** start EXTRACT TO READ **
Saw, replied. What you were refering to was a friends car that I am doing body work for. Yet another fiero in my garage. Cardomain screwed up a little bit because I had deleted those pictures originally in this thread, and uploaded new ones. So what you saw wasn't exactly what was there... lol
The blue spoiler posted on the car was actually my spoiler going on my car. Its a VEILSIDE wing. I just put it on his to see what it would look like on a fastback.
Before someone asks.. yes the pink panels are all piled up waiting for me to lay glass on the rest of them. :P I found a good method of keeping them from melting. Its coming along well.
[This message has been edited by Custom2M4 (edited 05-18-2006).]
I've been reading this thread, so I have a question: How do you take off the door panel without pulling the door?
Start with the interior, remove the 2 screws (Philips) holding the trim plate over the handle, pull up on the lock cover it will come off, take off the trim (inner door panel black trim plate), then remove the 3 screws (Philips) holding on the arm rest, take that off, take some scissors / screwdriver along the edges of the interior panel and find all the mounting tabs.. (I say scissors because if you don't have the tool its easy not to break the tabs, one prong on eachside and pop them out)
** end EXTRACT TO READ **
__CHALLENGE A__
Say whether each statement agrees with the forum post, answering yes or no and quoting the words from the post that decide it: (i) the blue spoiler shown on the car belongs to the poster; (ii) the arm rest is held on by two screws; (iii) the pink panels are still waiting for glass.
The forum post and the rows that follow it are separate material.
** start EXTRACTED DATA **
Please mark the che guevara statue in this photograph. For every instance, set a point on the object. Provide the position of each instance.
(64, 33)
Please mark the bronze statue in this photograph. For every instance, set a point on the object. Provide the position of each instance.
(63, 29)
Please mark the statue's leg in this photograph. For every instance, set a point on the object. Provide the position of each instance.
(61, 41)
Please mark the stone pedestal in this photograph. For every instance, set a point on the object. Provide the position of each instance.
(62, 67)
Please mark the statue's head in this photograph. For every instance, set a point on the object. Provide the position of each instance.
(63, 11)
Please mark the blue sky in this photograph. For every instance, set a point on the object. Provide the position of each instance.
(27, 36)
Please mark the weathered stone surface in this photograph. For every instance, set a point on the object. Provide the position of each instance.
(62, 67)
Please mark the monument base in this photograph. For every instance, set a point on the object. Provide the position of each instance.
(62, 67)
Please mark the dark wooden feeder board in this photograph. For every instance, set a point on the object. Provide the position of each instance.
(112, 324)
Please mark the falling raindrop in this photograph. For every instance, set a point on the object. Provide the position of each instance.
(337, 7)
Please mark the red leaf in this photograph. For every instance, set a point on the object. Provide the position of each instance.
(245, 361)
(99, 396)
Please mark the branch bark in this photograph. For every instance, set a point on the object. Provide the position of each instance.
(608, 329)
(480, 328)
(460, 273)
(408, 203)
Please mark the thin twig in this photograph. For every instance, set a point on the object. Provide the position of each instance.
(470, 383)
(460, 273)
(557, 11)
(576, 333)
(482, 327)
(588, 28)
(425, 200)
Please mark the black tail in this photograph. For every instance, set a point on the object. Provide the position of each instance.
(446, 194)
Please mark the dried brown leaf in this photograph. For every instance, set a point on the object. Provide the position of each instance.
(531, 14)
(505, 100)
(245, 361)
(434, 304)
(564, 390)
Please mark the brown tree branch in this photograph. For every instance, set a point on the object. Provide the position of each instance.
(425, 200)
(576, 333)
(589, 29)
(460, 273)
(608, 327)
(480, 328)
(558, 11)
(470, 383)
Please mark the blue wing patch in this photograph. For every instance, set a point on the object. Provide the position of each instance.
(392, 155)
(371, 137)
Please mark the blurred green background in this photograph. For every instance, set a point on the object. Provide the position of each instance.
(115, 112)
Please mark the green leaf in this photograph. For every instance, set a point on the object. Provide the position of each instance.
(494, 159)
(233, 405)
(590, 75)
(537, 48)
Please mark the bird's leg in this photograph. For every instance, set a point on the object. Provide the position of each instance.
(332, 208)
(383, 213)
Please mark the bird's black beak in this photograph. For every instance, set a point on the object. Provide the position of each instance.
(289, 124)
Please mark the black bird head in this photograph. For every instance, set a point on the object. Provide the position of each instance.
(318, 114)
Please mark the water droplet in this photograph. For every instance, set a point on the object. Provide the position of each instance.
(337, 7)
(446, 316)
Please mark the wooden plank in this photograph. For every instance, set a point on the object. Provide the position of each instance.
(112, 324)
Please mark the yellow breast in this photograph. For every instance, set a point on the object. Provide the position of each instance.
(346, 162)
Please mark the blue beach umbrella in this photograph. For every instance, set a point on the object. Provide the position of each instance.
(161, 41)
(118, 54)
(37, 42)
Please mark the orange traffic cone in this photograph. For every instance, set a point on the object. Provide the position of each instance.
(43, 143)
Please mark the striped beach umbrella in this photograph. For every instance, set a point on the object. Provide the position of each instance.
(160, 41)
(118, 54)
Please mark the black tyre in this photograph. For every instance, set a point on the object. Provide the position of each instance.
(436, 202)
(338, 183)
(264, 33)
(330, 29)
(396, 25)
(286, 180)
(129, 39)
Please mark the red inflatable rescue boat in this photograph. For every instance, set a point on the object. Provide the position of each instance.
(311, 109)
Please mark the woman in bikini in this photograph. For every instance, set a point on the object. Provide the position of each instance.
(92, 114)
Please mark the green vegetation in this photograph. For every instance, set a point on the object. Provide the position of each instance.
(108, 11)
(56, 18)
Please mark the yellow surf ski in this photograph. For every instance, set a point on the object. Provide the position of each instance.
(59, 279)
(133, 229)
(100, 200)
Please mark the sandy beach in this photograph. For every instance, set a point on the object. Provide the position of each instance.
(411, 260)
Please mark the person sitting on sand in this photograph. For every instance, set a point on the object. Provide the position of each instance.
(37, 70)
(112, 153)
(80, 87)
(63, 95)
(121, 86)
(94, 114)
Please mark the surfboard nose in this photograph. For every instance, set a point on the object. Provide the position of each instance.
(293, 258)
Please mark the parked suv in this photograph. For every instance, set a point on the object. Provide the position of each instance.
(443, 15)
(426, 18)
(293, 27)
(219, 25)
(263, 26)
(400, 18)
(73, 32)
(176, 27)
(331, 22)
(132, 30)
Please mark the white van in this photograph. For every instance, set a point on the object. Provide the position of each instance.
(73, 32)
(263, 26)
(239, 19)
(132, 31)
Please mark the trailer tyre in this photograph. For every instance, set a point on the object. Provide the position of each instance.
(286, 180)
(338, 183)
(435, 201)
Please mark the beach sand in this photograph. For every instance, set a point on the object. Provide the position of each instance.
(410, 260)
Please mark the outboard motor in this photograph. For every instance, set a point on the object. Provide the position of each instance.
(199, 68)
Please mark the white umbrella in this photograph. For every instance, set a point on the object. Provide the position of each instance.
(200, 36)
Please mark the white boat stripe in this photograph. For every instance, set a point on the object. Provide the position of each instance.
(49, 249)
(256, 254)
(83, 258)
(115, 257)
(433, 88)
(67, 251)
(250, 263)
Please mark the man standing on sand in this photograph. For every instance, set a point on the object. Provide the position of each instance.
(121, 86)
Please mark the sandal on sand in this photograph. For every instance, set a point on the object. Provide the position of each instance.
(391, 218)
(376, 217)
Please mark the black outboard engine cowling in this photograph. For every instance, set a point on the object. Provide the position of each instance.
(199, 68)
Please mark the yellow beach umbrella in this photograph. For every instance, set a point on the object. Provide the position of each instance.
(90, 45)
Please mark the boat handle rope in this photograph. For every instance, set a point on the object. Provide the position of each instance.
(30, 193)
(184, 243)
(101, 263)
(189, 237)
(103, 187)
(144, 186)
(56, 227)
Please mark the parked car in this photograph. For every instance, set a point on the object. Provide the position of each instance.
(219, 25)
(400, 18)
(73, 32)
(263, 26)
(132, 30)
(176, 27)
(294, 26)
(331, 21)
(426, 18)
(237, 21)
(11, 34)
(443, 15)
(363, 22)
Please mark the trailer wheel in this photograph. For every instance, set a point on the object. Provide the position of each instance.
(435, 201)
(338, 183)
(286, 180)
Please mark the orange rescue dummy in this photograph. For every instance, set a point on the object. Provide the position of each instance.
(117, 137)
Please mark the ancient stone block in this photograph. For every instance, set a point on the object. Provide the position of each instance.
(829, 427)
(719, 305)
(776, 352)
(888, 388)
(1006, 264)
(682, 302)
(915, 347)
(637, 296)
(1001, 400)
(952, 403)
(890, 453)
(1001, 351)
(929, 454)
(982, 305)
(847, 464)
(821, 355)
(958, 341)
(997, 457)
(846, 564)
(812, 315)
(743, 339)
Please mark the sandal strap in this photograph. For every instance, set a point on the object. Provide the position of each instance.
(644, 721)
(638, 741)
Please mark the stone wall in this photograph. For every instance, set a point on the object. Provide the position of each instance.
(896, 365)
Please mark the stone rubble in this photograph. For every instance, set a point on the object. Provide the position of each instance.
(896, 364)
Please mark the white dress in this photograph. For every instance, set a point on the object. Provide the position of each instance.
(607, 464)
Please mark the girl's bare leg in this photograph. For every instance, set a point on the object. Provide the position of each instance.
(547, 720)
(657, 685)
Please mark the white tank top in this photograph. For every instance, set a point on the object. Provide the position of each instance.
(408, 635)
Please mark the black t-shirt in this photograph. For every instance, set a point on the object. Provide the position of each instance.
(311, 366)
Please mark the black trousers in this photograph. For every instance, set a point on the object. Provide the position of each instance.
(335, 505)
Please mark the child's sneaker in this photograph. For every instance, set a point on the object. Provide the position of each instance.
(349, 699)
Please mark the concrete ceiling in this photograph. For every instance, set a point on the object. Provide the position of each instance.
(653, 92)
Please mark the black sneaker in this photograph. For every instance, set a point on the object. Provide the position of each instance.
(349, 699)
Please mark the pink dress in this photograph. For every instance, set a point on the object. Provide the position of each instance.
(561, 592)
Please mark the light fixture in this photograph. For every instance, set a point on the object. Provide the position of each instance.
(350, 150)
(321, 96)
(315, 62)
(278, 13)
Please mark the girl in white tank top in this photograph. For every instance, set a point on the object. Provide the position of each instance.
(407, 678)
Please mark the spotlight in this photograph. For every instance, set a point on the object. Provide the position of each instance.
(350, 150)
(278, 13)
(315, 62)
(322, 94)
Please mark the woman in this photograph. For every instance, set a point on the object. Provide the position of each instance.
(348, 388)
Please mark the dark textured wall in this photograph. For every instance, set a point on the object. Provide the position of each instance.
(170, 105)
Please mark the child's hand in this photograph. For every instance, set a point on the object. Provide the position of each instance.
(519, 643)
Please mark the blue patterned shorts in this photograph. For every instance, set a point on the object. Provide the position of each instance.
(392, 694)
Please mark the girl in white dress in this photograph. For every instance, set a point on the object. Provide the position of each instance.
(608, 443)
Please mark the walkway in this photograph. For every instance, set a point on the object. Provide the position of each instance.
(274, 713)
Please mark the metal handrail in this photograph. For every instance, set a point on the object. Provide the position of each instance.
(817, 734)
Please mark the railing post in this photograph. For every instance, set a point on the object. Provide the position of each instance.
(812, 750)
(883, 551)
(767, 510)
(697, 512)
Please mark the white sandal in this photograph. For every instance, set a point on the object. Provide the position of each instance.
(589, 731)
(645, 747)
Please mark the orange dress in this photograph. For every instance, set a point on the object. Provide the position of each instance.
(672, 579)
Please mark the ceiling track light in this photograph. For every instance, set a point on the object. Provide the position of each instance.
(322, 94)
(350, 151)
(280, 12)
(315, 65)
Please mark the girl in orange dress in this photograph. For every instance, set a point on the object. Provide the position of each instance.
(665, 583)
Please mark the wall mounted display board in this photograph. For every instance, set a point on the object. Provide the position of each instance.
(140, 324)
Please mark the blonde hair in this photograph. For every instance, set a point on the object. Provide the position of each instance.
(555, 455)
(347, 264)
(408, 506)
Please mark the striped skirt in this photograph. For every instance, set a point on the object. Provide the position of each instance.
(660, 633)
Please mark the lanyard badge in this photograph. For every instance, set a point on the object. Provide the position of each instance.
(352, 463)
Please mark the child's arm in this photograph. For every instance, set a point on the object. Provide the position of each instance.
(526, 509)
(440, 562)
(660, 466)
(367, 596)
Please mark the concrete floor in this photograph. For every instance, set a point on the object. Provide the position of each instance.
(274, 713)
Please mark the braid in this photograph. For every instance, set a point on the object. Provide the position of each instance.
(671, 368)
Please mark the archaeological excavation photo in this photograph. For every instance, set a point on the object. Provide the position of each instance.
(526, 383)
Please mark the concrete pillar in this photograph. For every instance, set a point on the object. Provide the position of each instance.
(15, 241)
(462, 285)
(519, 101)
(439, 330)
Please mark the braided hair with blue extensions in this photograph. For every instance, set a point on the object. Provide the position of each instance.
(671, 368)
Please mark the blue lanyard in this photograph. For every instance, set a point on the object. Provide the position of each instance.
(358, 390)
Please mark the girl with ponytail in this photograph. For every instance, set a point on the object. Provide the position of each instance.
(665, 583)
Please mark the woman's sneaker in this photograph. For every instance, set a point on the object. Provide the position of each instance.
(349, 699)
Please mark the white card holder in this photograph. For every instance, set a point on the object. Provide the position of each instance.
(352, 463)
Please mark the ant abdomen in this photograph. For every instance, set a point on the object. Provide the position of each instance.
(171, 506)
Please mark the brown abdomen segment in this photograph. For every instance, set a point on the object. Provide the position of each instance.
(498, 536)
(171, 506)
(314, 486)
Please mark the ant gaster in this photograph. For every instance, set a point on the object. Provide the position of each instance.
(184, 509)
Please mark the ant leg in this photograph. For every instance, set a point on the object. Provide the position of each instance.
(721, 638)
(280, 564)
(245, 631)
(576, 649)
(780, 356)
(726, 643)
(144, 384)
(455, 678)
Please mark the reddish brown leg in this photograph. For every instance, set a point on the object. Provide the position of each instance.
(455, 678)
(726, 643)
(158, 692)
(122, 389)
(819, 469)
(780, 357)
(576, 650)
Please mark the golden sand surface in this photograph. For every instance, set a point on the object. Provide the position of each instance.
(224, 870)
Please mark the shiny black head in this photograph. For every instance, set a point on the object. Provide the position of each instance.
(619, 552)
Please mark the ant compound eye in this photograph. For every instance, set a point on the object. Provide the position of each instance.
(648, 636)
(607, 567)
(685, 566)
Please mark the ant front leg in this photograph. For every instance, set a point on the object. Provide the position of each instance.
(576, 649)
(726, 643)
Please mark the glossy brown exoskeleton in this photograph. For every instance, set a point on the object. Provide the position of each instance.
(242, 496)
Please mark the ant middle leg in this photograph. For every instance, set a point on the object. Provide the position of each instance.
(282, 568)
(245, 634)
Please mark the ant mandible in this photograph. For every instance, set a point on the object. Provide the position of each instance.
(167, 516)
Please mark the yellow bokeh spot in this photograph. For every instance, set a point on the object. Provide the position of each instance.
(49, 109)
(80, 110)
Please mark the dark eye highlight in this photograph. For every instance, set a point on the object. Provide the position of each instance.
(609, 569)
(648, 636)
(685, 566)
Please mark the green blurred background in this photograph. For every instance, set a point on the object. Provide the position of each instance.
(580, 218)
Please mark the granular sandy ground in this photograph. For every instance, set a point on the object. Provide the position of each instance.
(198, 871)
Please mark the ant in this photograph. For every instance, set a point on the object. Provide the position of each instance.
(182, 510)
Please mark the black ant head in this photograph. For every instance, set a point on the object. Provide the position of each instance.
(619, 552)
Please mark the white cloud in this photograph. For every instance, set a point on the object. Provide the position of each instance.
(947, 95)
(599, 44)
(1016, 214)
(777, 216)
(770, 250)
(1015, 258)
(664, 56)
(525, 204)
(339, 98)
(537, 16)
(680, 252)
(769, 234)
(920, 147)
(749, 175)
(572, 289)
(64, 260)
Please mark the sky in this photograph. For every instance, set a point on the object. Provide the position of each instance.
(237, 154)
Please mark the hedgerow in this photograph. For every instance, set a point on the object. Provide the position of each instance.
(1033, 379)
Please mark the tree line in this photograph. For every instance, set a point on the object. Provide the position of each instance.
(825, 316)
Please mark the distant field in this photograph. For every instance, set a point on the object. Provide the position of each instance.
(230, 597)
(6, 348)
** end EXTRACTED DATA **
__CHALLENGE B__
List every row that contains the string "tank".

__FINAL RESULT A__
(i) Yes: "The blue spoiler posted on the car was actually my spoiler going on my car."
(ii) No: "remove the 3 screws (Philips) holding on the arm rest"
(iii) Yes: "the pink panels are all piled up waiting for me to lay glass on the rest of them"

__FINAL RESULT B__
Please mark the white tank top in this photograph. For every instance, set a point on the object. Provide the position of each instance.
Please mark the girl in white tank top in this photograph. For every instance, set a point on the object. Provide the position of each instance.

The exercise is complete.